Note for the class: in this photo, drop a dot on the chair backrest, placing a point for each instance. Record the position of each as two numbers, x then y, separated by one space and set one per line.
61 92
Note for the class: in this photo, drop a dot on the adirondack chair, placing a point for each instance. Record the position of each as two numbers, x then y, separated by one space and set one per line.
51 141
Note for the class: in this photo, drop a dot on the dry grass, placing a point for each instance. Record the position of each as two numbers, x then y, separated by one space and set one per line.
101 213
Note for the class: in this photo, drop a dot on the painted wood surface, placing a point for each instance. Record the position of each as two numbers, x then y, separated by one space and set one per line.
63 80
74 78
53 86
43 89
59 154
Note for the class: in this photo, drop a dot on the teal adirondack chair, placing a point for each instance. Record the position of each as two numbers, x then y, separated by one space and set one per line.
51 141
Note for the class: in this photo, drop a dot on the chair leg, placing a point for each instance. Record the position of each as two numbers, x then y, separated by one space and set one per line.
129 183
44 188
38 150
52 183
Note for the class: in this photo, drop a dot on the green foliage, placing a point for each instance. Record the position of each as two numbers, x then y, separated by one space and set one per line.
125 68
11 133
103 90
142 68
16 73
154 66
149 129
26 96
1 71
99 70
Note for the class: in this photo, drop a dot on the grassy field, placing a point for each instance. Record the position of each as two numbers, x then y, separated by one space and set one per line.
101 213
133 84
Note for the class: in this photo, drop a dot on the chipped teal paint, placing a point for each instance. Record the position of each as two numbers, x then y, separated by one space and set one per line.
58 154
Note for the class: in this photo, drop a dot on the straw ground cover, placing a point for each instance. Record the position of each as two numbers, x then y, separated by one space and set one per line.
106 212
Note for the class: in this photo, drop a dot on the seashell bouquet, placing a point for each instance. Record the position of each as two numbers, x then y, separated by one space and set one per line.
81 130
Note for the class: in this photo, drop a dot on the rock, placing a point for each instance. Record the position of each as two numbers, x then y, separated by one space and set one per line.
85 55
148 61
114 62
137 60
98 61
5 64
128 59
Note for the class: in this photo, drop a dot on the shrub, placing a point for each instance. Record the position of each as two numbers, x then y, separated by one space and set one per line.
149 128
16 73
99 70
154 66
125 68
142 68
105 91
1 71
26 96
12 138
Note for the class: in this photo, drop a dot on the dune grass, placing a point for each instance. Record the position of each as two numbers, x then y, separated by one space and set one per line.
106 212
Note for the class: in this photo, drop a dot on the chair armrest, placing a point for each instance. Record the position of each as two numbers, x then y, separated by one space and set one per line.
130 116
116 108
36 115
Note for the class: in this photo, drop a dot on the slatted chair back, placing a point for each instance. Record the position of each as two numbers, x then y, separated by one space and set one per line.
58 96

* _SET EXERCISE_: Present all of the rows above as a numbered list, omitting any blank lines.

* _RESPONSE BELOW_:
1. Note for the class: in this photo, drop a dot on the chair backrest, placing a point for each instance. Record the position of each as two numbers, x then y, separated by one space and set one per line.
2. 61 92
3. Note for the class: in this photo, drop a dot on the adirondack chair, placing a point for each instance. Record the position of each as two numbers, x then y, separated by one space and set one per line.
4. 51 141
5. Note for the class: in this photo, drop a dot on the dry grass, placing a point for each instance. Record the position of each as two numbers, x then y, separated by one space and set one per line.
6. 101 213
7. Note for the class: in this photo, drop a dot on the painted wood surface, placing a point for each instance. Record the position of each as two numbers, x then y, separated by one space and set one per line.
8. 63 80
9. 74 78
10. 53 86
11. 43 89
12. 59 154
13. Note for the class: in this photo, drop a dot on the teal adirondack chair, placing a point for each instance. Record the position of each as two numbers, x then y, separated by one space and set one per line.
14. 51 141
15. Note for the class: in this photo, drop a dot on the chair leg, placing a point for each instance. Record the position of each as two numbers, x then y, separated by one space and set one per line.
16. 129 183
17. 44 188
18. 38 150
19. 52 183
20. Note for the class: in this photo, drop a dot on the green foliage, placing a point for each instance. Record the position of each as two numbers, x then y, separated by one space and set one per line.
21. 125 68
22. 11 133
23. 103 90
24. 142 68
25. 16 73
26. 154 66
27. 149 129
28. 26 96
29. 1 71
30. 99 70
31. Note for the class: in this photo, drop a dot on the grassy field, placing a point for each instance. Record the position of each as two numbers, x then y, separated by one space and set one per line.
32. 101 213
33. 133 84
34. Note for the class: in this photo, drop a dot on the chipped teal paint, placing a point for each instance. Record the position of each as two numbers, x then y, separated by one space and set one per line.
35. 58 154
36. Note for the class: in this photo, drop a dot on the straw ground cover, placing a point for each instance. Record the position of each as two numbers, x then y, separated by one space and set one per line.
37. 106 212
38. Note for the class: in this photo, drop a dot on the seashell bouquet, placing a point for each instance. Record the position of each as two numbers, x then y, separated by one space and set one per line.
39. 81 130
40. Note for the class: in this photo, drop a dot on the rock, placing a point for each instance. Record the position of each as two numbers, x then y, separated by one space and set one per line.
41. 85 55
42. 148 61
43. 114 62
44. 137 60
45. 98 61
46. 5 64
47. 128 59
48. Note for the class: in this photo, drop a dot on the shrub, placing a point for each instance. Record the position of each as two numbers, x then y, separated by one space and set one per line.
49. 149 128
50. 16 73
51. 99 70
52. 154 66
53. 125 68
54. 142 68
55. 105 91
56. 1 71
57. 26 96
58. 12 138
59. Note for the class: in this photo, drop a dot on the dune grass, placing a point for each instance. Record the position of each as two numbers, x then y, separated by one space and set one per line.
60. 106 212
61. Note for the class: in this photo, drop a dot on the chair armrest, placing a point for each instance. Record the position of each as two numbers, x then y, separated by one space and set one per line.
62. 130 116
63. 116 108
64. 36 115
65. Note for the class: in this photo, drop a dot on the slatted chair back, placing a point for each instance. Record the position of each as two numbers, x then y, separated by one space and set one per line.
66. 58 96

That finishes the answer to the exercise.